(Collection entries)
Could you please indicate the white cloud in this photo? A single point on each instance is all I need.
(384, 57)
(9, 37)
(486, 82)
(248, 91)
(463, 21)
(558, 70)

_WORK TO COMPLETE_:
Exactly as they stand, repeat all the records.

_ANSWER FOR THE TASK_:
Could you please indicate the white cloud in this photo? A single point on each instance is all I need.
(384, 57)
(9, 37)
(486, 82)
(248, 91)
(463, 21)
(558, 70)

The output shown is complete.